Sección del documento:
Se llama Tamu. Tiene 90 años y no puede caminar, se pasa el día sentada o estirada en su cama, un simple colchón en el suelo de la cocina. Nos pidieron medicinas para su dolor de espalda y nosotras les dijimos que les daríamos nuestras pastillas a la vuelta, que las teníamos en el barco. Se alegraron mucho. Nos dieron de cenar, tras lo cual Rusdin nos acompañó a otra casa donde habían preparado una cama con un colchón doble para nosotras. Acabamos durmiendo en el suelo –como duermen todos allí- porque la cama estaba llena de bichos.
A la mañana siguiente, temprano, Rusdin nos llevó a ver dragones de Komodo y vimos uno enorme en la playa, que seguimos durante un buen rato hasta que se metió en una cueva.
Debíamos regresar a nuestro barco –teníamos 2 horas de camino en su barco de pesca y ya habían cargado los 300 litros de agua y unas bananas.
Virginie vio el día anterior que la familia vendía sarongs y no quería marcharse sin comprarles uno de recuerdo.
La cocina donde todo sucedió
Así que volvimos los tres a la casa de la abuela y mientras Virginie escogía uno yo caminé hacia la cocina para saludar a la abuela, Tamu.
Le cogí las manos e incliné mi cabeza respetuosamente. Ella sonrió.
Había otra mujer en la habitación, con una niña que lloraba.
Una de las nietas de Tamu se acercó con una bandeja con dos vasos: en uno había granos de arroz crudos y en el otro agua.
Pensé que la escena era interesante y pedí con señas si me podía sentar y tomar fotos de lo que yo pensaba era medicina tradicional para la abuela.
Me contestaron que ningún problema.
Había una cazuela con brasas. Ellas echaron algo y de repente empezó a humear
Los llantos de la niña eran histéricos ahora y me miraba con ojos de absoluto pánico. Yo creí que mi presencia la asustaba al no estar acostumbrada a “bulé” –extranjeros, en su lengua.
Les dije a las mujeres que si era mejor que me marchara y dijeron que no.
Su madre le azotó el trasero con fuerza pero la niña estaba descontrolada.
La abuela tenía una vieja caja de metal de donde sacó un pequeño cuchillo y un pedazo de algodón que frotó vigorosamente contra una raíz de color anaranjado y olor semejante al gengibre.
La madre cogió a la niña por las piernas y abriéndolas se la ofreció al pequeño y viejo cuchillo de Tamu..
Nota el cuchillo en su mano derecha
Me dijo “tradición musulmana”. Yo cotesté “Vámonos”.

Detalles del problema: Prosigue el relato de la visita a la casa de Tamu a partir de su última frase.

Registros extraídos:

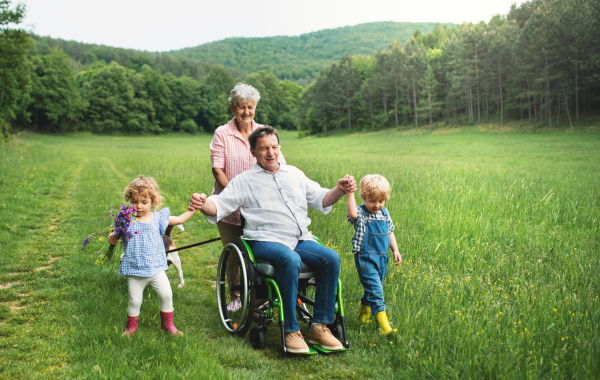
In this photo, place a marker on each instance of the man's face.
(267, 153)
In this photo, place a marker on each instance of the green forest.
(540, 63)
(301, 58)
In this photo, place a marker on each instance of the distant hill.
(300, 58)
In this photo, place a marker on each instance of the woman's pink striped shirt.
(230, 152)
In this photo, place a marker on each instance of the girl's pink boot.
(167, 323)
(131, 325)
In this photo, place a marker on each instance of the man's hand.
(112, 239)
(197, 201)
(347, 184)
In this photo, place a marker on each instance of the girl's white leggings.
(160, 283)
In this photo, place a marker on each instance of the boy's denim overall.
(371, 262)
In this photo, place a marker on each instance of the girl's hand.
(398, 258)
(112, 239)
(197, 201)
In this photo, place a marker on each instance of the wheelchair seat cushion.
(265, 269)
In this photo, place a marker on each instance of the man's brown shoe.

Respuesta:
La familia entera nos acompañó hasta la puerta. Se despidieron de Virginie, pero yo estaba en tal estado de shock y confusión que no dije nada, me fallaban las fuerzas. Caminé como pude hasta su barco y allí me derretí en lágrimas. ¿Qué podría haber hecho yo? ¿Pararlo? Hubieran continuado en cuanto me marchara… ¿Hacerles entender que eso no está bien, cuando no hablo su idioma ni ellos el mío? Probablemente ni entendieran mi reacción, al estar esta tradición tan arraigada en su cultura. La escena fue tan casual como pelar a un pollo muerto.
Siempre he tenido este tema presente. Quién me iba a decir que un día sería testigo directo de ello.
Como fotógrafa podría haber documentado todo el proceso para denunciarlo luego. Yo no puedo. Hubiera vomitado, me hubiera desmayado, hubiera pegado a todo el mundo en esa habitación. No podría vivir con esas imágenes en mi cabeza.
Los llantos de esa niña y su mirada me persiguen allá donde voy, cada día…
¿Dónde dice en el Corán que tienen que castrar a sus mujeres? ¿No es esa una terrible manera de manipular robándoles su libertad, pensando que así les serán fieles?
¿Cuándo tendrá la mujer los mismos derechos que el hombre? ¿Cuándo acabará este sufrimiento e injusticia para millones de mujeres en todo el mundo? Y no es sólo una “tradición musulmana”. También en nombre del cristianismo y de otros se practica
Cada vez que miro las fotografías que hice de niñas pequeñas me entristece pensar por lo que han pasado o van a pasar. Y bajo esas condiciones –un viejo cuchillo, nada de anestesia…-me pregunto cuál es la tasa de mortalidad infantil en comunidades como esta y qué número está estrechamente relacionado con esta brutal práctica.